## [WORK ORDER]
Each line of the material must be reproduced exactly; pictures stay out.

———

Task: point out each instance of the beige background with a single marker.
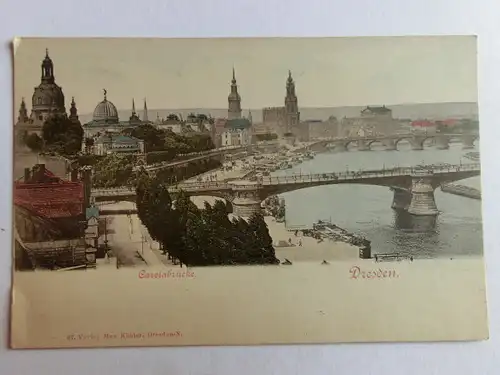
(430, 300)
(303, 303)
(196, 73)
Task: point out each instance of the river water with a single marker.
(366, 210)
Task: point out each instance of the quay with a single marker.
(464, 191)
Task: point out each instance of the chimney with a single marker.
(38, 173)
(27, 175)
(74, 175)
(87, 185)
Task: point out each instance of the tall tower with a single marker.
(73, 112)
(133, 116)
(292, 114)
(47, 69)
(48, 97)
(145, 112)
(23, 112)
(234, 100)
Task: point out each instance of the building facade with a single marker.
(284, 119)
(49, 220)
(105, 119)
(237, 132)
(371, 121)
(292, 114)
(47, 101)
(109, 143)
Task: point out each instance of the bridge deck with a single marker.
(305, 178)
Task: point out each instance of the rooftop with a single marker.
(50, 200)
(238, 123)
(117, 138)
(48, 196)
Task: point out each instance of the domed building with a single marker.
(105, 119)
(47, 100)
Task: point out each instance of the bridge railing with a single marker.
(350, 175)
(304, 178)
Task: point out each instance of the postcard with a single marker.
(245, 191)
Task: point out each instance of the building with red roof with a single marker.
(48, 196)
(49, 219)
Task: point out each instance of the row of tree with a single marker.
(201, 237)
(167, 145)
(60, 136)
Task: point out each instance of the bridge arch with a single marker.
(349, 142)
(400, 139)
(378, 142)
(211, 200)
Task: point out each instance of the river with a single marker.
(366, 210)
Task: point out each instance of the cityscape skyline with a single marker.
(433, 57)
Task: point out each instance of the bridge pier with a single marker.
(390, 144)
(401, 200)
(417, 143)
(468, 142)
(363, 146)
(246, 200)
(442, 142)
(340, 146)
(422, 196)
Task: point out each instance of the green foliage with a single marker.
(152, 137)
(112, 170)
(201, 237)
(62, 136)
(165, 145)
(34, 142)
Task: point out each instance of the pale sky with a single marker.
(196, 73)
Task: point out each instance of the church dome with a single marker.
(48, 96)
(105, 111)
(234, 96)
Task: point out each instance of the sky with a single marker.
(196, 73)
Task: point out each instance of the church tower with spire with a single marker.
(47, 101)
(145, 112)
(48, 98)
(234, 100)
(133, 117)
(23, 112)
(292, 114)
(73, 112)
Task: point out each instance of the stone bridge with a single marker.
(390, 142)
(196, 158)
(413, 187)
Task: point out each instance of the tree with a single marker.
(34, 142)
(62, 135)
(153, 138)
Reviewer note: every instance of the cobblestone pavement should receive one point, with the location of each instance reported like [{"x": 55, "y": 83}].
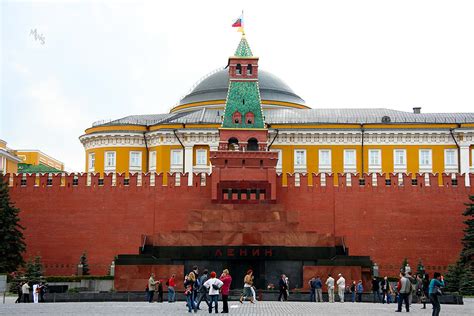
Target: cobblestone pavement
[{"x": 260, "y": 308}]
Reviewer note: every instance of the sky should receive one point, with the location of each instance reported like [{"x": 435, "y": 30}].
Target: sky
[{"x": 66, "y": 64}]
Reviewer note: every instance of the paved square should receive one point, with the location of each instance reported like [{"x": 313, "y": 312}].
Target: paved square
[{"x": 260, "y": 308}]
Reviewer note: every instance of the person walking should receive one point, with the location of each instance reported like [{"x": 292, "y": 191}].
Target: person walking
[
  {"x": 151, "y": 287},
  {"x": 171, "y": 285},
  {"x": 312, "y": 289},
  {"x": 283, "y": 285},
  {"x": 213, "y": 284},
  {"x": 247, "y": 292},
  {"x": 318, "y": 289},
  {"x": 376, "y": 290},
  {"x": 18, "y": 289},
  {"x": 359, "y": 290},
  {"x": 159, "y": 299},
  {"x": 425, "y": 285},
  {"x": 189, "y": 284},
  {"x": 25, "y": 292},
  {"x": 341, "y": 287},
  {"x": 226, "y": 280},
  {"x": 385, "y": 286},
  {"x": 435, "y": 291},
  {"x": 330, "y": 285},
  {"x": 404, "y": 289},
  {"x": 353, "y": 291},
  {"x": 202, "y": 291}
]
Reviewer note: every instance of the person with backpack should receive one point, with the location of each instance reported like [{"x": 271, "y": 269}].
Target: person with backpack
[
  {"x": 171, "y": 284},
  {"x": 213, "y": 284},
  {"x": 202, "y": 291}
]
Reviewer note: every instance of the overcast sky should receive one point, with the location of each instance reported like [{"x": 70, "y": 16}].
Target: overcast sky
[{"x": 110, "y": 59}]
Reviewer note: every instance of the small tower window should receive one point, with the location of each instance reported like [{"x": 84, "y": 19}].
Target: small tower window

———

## [REPLY TO THE EXERCISE]
Task: point out each instance of the beige background with a single marker.
(430, 300)
(303, 303)
(196, 73)
Task: point out each instance of the river water with a single marker.
(366, 210)
Task: point out each instance of the quay with a single marker.
(464, 191)
Task: point out each instance of the chimney with a single marker.
(38, 173)
(27, 175)
(74, 175)
(87, 185)
Task: point out each instance of the tall tower with a single marker.
(73, 112)
(133, 116)
(292, 114)
(47, 69)
(48, 97)
(145, 112)
(23, 112)
(234, 100)
Task: point out each instance of the building facade with a single marker.
(284, 119)
(49, 220)
(105, 119)
(237, 132)
(371, 121)
(292, 114)
(47, 101)
(109, 143)
Task: point out each instance of the bridge deck with a single marker.
(305, 178)
Task: point out each instance of the rooftop with a single marker.
(50, 200)
(238, 123)
(117, 138)
(48, 196)
Task: point out each instance of the domed building with a single marker.
(105, 119)
(47, 100)
Task: point out each instance of the bridge railing with a single marker.
(350, 175)
(304, 178)
Task: point out each instance of the postcard with a single marker.
(245, 191)
Task: point out each instance of the building with red roof with a single marker.
(48, 196)
(49, 219)
Task: point out each instance of the row of tree with a single marker.
(201, 237)
(167, 145)
(60, 136)
Task: point out each instance of the bridge arch with a single marker.
(349, 142)
(400, 139)
(378, 142)
(211, 200)
Task: point out each instance of the river with a single marker.
(366, 210)
Task: point out each instance of the cityscape skyline with a single marker.
(433, 57)
Task: point out each instance of the bridge pier with a single marker.
(390, 144)
(401, 200)
(417, 143)
(468, 142)
(363, 146)
(246, 200)
(442, 142)
(340, 146)
(422, 196)
Task: point out each instance of the green foliage with a single marker.
(152, 137)
(112, 170)
(201, 237)
(62, 136)
(165, 145)
(34, 142)
Task: point out each instance of the pale sky with a single marker.
(196, 73)
Task: point out each instance of the church dome with a single marker.
(48, 96)
(105, 111)
(234, 96)
Task: point out each instance of the sky with a single marker.
(196, 73)
Task: point out each instance of the church tower with spire with a single marker.
(47, 101)
(145, 112)
(48, 98)
(234, 100)
(133, 117)
(23, 112)
(292, 114)
(73, 112)
Task: point out each instance of the stone bridge with a single marker.
(390, 142)
(196, 158)
(413, 187)
Task: point out each instance of the tree with a single marker.
(34, 142)
(62, 135)
(153, 138)
Reviewer note: every instance of the cobblestone pavement should receive one point, with the location of each instance reported like [{"x": 55, "y": 83}].
Target: cobblestone pavement
[{"x": 260, "y": 308}]
Reviewer note: every instance of the sky should receive one point, with the location of each instance reported like [{"x": 435, "y": 30}].
Target: sky
[{"x": 66, "y": 64}]
Reviewer note: every instance of the paved square should receive one point, with the location of each instance reported like [{"x": 313, "y": 312}].
Target: paved square
[{"x": 260, "y": 308}]
Reviewer note: every instance of the person walking should receive one point, with the location of each instance reported like [{"x": 292, "y": 191}].
Target: person walking
[
  {"x": 151, "y": 287},
  {"x": 171, "y": 285},
  {"x": 312, "y": 289},
  {"x": 283, "y": 285},
  {"x": 213, "y": 284},
  {"x": 247, "y": 292},
  {"x": 318, "y": 289},
  {"x": 376, "y": 290},
  {"x": 18, "y": 289},
  {"x": 359, "y": 290},
  {"x": 159, "y": 299},
  {"x": 425, "y": 285},
  {"x": 189, "y": 284},
  {"x": 25, "y": 292},
  {"x": 341, "y": 287},
  {"x": 226, "y": 280},
  {"x": 385, "y": 286},
  {"x": 435, "y": 291},
  {"x": 330, "y": 285},
  {"x": 404, "y": 289},
  {"x": 353, "y": 291},
  {"x": 202, "y": 291}
]
Reviewer note: every instance of the person with backpack should receive one point, with the location of each instance reported like [{"x": 271, "y": 269}].
Target: person with backpack
[
  {"x": 171, "y": 284},
  {"x": 213, "y": 284},
  {"x": 202, "y": 291}
]
Reviewer note: every instance of the overcast sky should receive one point, with the location of each instance reported like [{"x": 70, "y": 16}].
Target: overcast sky
[{"x": 110, "y": 59}]
Reviewer note: every instance of the small tower window should receive one point, with the location of each instance reported like [{"x": 84, "y": 19}].
Target: small tower window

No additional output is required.